**Problem requirements:** Reproduce the data below line for line, without any changes, and leave the pictures out of your copy.

──────────────────────────────

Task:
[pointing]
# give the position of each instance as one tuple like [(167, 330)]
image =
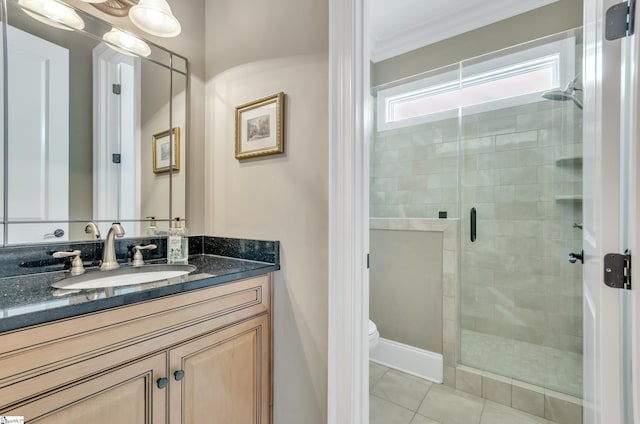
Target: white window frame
[(560, 55)]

──────────────────────────────

**The answer:**
Task:
[pointing]
# give the position of each instance as one tuple like [(167, 330)]
image =
Target: white window frame
[(560, 55)]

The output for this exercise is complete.